- Activity
Set down exactly the lines in the records below that run from the line with "148L305 151L325 150L326" to the line with "373V339L602 328L586 359L557", inclusive, and nothing more.
==== Data supplied ====
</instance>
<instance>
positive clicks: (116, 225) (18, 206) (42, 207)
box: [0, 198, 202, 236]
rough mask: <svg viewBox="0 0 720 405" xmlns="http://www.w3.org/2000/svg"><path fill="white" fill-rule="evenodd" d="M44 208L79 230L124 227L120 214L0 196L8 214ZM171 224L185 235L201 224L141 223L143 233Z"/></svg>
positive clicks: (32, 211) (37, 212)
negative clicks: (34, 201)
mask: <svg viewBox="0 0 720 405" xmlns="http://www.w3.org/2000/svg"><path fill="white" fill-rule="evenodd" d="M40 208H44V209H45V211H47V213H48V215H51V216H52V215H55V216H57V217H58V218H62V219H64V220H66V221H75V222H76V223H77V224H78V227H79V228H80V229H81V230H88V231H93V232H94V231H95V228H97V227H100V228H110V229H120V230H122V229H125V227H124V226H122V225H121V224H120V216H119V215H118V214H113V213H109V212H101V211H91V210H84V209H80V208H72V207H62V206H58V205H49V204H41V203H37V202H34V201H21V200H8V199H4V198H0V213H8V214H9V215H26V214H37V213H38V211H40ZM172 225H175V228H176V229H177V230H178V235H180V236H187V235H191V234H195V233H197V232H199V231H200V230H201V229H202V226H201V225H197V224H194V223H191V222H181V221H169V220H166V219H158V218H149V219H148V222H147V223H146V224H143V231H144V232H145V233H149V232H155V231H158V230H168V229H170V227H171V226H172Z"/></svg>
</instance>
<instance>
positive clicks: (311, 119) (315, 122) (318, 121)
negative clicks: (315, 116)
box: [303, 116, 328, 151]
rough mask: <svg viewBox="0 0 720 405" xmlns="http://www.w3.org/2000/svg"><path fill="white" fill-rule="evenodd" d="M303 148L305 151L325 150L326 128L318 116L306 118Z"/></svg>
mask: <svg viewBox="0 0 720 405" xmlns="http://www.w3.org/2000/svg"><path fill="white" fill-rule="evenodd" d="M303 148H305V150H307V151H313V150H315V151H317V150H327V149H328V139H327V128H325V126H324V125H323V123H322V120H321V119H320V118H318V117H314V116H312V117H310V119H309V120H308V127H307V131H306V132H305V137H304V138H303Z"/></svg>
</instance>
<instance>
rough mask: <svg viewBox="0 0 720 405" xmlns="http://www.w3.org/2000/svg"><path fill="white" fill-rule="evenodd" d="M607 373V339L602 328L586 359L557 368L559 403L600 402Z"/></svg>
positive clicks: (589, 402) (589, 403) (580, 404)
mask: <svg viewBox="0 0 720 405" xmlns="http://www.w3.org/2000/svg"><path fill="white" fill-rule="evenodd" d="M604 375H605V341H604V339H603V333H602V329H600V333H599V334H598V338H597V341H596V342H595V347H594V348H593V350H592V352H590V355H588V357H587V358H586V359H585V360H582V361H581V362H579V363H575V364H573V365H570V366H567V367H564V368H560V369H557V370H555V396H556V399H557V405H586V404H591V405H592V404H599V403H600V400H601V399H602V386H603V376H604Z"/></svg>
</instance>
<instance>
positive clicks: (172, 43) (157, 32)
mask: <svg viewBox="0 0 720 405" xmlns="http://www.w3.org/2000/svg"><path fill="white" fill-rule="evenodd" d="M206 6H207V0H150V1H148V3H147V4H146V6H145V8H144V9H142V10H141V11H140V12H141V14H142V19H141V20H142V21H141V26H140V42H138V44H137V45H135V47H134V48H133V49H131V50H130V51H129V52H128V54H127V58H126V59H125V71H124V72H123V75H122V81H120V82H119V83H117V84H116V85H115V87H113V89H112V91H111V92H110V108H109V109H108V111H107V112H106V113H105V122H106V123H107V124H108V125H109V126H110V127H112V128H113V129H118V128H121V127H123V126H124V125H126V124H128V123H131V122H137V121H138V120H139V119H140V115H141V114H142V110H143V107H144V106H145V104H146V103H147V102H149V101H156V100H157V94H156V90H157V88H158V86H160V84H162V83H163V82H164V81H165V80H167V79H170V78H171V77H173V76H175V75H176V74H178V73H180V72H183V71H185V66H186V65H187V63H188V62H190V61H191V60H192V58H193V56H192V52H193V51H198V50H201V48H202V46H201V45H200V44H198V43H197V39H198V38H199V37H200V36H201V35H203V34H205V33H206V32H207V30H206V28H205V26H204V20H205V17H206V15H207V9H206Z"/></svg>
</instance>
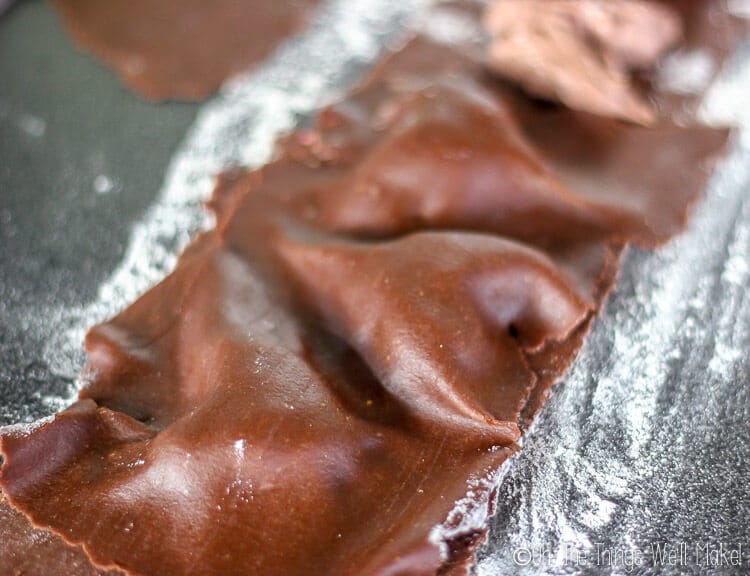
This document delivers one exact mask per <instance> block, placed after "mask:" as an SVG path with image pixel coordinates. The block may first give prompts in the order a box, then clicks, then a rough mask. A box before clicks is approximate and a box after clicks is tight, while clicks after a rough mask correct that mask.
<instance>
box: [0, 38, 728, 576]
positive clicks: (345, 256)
mask: <svg viewBox="0 0 750 576" xmlns="http://www.w3.org/2000/svg"><path fill="white" fill-rule="evenodd" d="M727 135H728V132H727V131H726V130H722V129H713V128H707V127H700V126H690V127H678V126H675V125H673V124H671V123H670V122H669V121H667V120H662V121H660V122H658V123H657V124H656V125H655V126H654V127H653V128H651V129H646V128H643V127H638V126H634V125H626V124H622V123H619V122H617V121H614V120H611V119H605V118H601V117H597V116H593V115H590V114H586V113H583V112H576V111H571V110H567V109H563V108H553V109H549V108H546V107H539V106H538V105H537V104H534V103H531V102H528V101H526V100H525V99H523V98H522V97H520V96H519V95H518V93H517V92H515V91H513V90H512V89H510V88H509V87H507V86H505V85H502V84H499V83H497V82H496V81H495V80H494V79H493V78H491V77H490V76H489V75H487V74H486V72H485V70H484V67H483V63H482V59H481V56H476V55H473V54H472V51H471V50H463V49H462V47H460V46H445V45H440V44H436V43H433V42H431V41H428V40H426V39H424V38H417V39H415V40H413V41H412V42H411V43H410V44H408V45H407V46H406V47H405V48H403V49H402V50H400V51H399V52H397V53H394V54H393V55H391V56H390V57H388V58H387V59H385V60H384V61H383V62H382V63H381V64H380V65H379V66H378V67H377V68H376V69H375V70H374V71H373V72H372V74H371V75H370V76H369V77H368V78H367V79H366V80H365V81H364V82H363V83H362V84H361V85H360V87H359V88H358V89H357V90H355V91H354V92H353V93H352V94H351V95H350V96H349V97H348V98H347V99H345V100H344V101H343V102H340V103H338V104H335V105H333V106H330V107H328V108H326V109H325V110H323V111H322V112H321V113H320V115H319V117H318V119H317V123H316V124H315V125H314V126H313V127H312V128H310V129H305V130H300V131H297V132H295V133H293V134H291V135H289V136H287V137H286V138H284V139H282V140H281V141H280V142H279V145H278V154H277V158H276V159H275V160H274V161H273V162H271V163H269V164H268V165H266V166H265V167H263V168H261V169H259V170H256V171H252V172H242V171H234V172H230V173H227V174H225V175H223V176H222V177H221V178H220V180H219V183H218V185H217V189H216V191H215V194H214V198H213V200H212V202H211V207H212V209H213V210H214V211H215V212H216V216H217V226H216V228H215V229H214V230H212V231H210V232H206V233H204V234H202V235H200V236H199V237H198V238H197V239H196V240H195V241H194V242H193V244H192V245H191V246H190V247H189V248H188V249H187V250H186V251H185V253H184V254H183V255H182V257H181V258H180V261H179V263H178V266H177V268H176V269H175V271H174V272H173V273H172V274H171V275H170V276H169V277H167V278H166V279H165V280H164V281H163V282H162V283H161V284H159V285H157V286H156V287H155V288H153V289H152V290H151V291H149V292H148V293H147V294H145V295H144V296H143V297H142V298H140V299H139V300H138V301H136V302H135V303H134V304H133V305H131V306H130V307H129V308H128V309H126V310H125V311H124V312H122V313H121V314H119V315H118V316H116V317H115V318H113V319H112V320H110V321H109V322H105V323H103V324H101V325H99V326H96V327H94V328H93V329H92V330H91V332H90V333H89V334H88V336H87V338H86V349H87V351H88V353H89V362H88V364H87V366H86V368H85V369H84V374H83V378H84V380H85V381H86V382H87V385H86V387H85V388H84V389H83V390H82V392H81V395H80V397H81V399H80V401H79V402H78V403H76V404H75V405H74V406H72V407H71V408H70V409H68V410H66V411H64V412H62V413H60V414H58V415H57V416H56V417H55V418H54V419H53V420H51V421H49V422H46V423H42V424H40V425H38V426H36V427H34V428H23V427H10V428H4V429H0V450H1V451H2V454H3V455H4V458H5V463H4V465H3V468H2V475H1V476H0V486H1V487H2V489H3V490H4V491H5V493H6V495H7V498H8V500H9V502H10V503H11V504H12V505H13V506H14V507H15V508H16V509H17V510H19V511H21V512H22V513H23V514H24V515H25V516H27V517H28V518H30V519H31V521H32V522H33V523H34V524H35V525H38V526H43V527H46V528H49V529H50V530H52V531H54V532H56V533H58V534H61V535H63V536H64V538H65V539H66V540H67V541H69V542H71V543H76V544H81V545H82V546H83V547H84V549H85V551H86V553H87V554H88V556H89V558H90V559H91V561H92V562H93V563H94V564H95V565H98V566H104V567H108V566H117V567H119V568H120V569H122V570H123V571H124V572H125V573H128V574H143V575H178V576H179V575H183V574H184V575H187V574H242V575H250V576H252V575H264V576H265V575H267V574H280V575H282V574H283V575H284V576H295V575H309V574H321V575H323V574H331V575H333V574H336V575H350V574H351V575H354V574H356V575H362V576H385V575H391V576H392V575H434V574H438V573H440V574H461V573H463V572H464V569H465V567H466V563H467V562H468V561H469V560H470V557H471V553H472V550H473V549H474V547H475V546H476V544H477V542H479V540H480V539H481V537H482V533H481V532H477V531H475V530H470V531H468V532H466V531H463V532H461V531H460V530H459V531H457V532H454V533H453V534H452V535H451V536H450V537H448V536H443V535H442V534H441V533H440V532H436V531H435V527H436V526H438V525H440V524H443V523H445V522H447V523H448V524H449V527H452V528H456V529H457V528H458V527H459V526H460V522H461V515H460V513H456V512H455V510H454V511H453V513H452V514H451V511H452V510H453V508H454V504H455V502H456V501H457V500H459V499H461V498H464V497H467V490H468V488H467V481H471V482H472V483H471V486H472V488H471V491H470V493H469V495H468V497H469V499H470V500H471V501H472V502H474V503H475V504H476V505H477V506H484V507H487V506H489V507H491V496H492V494H491V491H492V488H491V485H490V484H487V483H482V482H481V480H482V479H484V478H486V477H488V476H489V475H491V474H492V473H493V471H496V470H497V469H498V468H499V466H500V465H501V464H502V463H503V462H504V461H505V460H506V459H507V458H508V457H509V456H511V455H512V454H514V453H515V452H516V451H517V450H518V449H519V448H518V444H517V441H518V439H519V437H520V434H521V431H522V429H523V428H524V427H525V426H526V425H528V422H529V421H530V420H531V418H533V416H534V414H535V413H536V412H537V411H538V409H539V408H540V406H541V404H542V403H543V400H544V398H545V396H546V394H547V393H548V390H549V387H550V386H551V385H552V384H553V383H554V382H555V381H556V380H557V379H558V378H559V377H560V375H561V374H563V373H564V372H565V370H566V369H567V368H568V367H569V365H570V363H571V362H572V361H573V359H574V358H575V356H576V354H577V352H578V350H579V348H580V346H581V343H582V341H583V338H584V337H585V334H586V332H587V329H588V327H589V325H590V323H591V322H592V320H593V318H594V317H595V315H596V313H597V312H598V311H599V310H600V308H601V306H602V303H603V300H604V298H605V297H606V295H607V293H608V292H609V291H610V290H611V289H612V286H613V283H614V279H615V276H616V272H617V267H618V259H619V255H620V253H621V251H622V249H623V247H624V246H625V245H626V244H627V243H629V242H637V243H638V244H640V245H642V246H646V247H648V246H655V245H658V244H660V243H662V242H664V241H666V240H667V239H668V238H669V237H670V236H671V235H673V234H675V233H677V232H678V231H679V230H680V229H681V227H682V226H683V225H684V222H685V218H686V213H687V209H688V205H689V203H690V202H691V201H693V200H694V199H695V198H696V197H697V196H698V195H699V194H700V192H701V190H702V188H703V185H704V182H705V179H706V177H707V176H708V174H709V168H710V165H711V163H712V161H713V160H714V159H716V158H717V157H718V155H719V154H720V153H721V152H722V151H723V150H724V147H725V144H726V140H727Z"/></svg>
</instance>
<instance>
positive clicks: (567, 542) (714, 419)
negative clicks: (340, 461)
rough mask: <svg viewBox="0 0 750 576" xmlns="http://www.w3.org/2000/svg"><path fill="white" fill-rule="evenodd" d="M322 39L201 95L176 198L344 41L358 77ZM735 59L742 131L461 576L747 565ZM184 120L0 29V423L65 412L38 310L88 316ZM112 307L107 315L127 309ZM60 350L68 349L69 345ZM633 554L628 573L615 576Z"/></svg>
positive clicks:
====
- Expected answer
rough mask: <svg viewBox="0 0 720 405" xmlns="http://www.w3.org/2000/svg"><path fill="white" fill-rule="evenodd" d="M303 148L305 151L325 150L326 128L318 116L306 118Z"/></svg>
mask: <svg viewBox="0 0 720 405" xmlns="http://www.w3.org/2000/svg"><path fill="white" fill-rule="evenodd" d="M303 148H305V150H307V151H313V150H315V151H317V150H327V149H328V139H327V128H325V126H324V125H323V123H322V120H321V119H320V118H318V117H314V116H312V117H310V119H309V120H308V127H307V131H306V132H305V137H304V138H303Z"/></svg>
</instance>
<instance>
rough mask: <svg viewBox="0 0 720 405" xmlns="http://www.w3.org/2000/svg"><path fill="white" fill-rule="evenodd" d="M607 373V339L602 328L586 359L557 368L559 403L600 402Z"/></svg>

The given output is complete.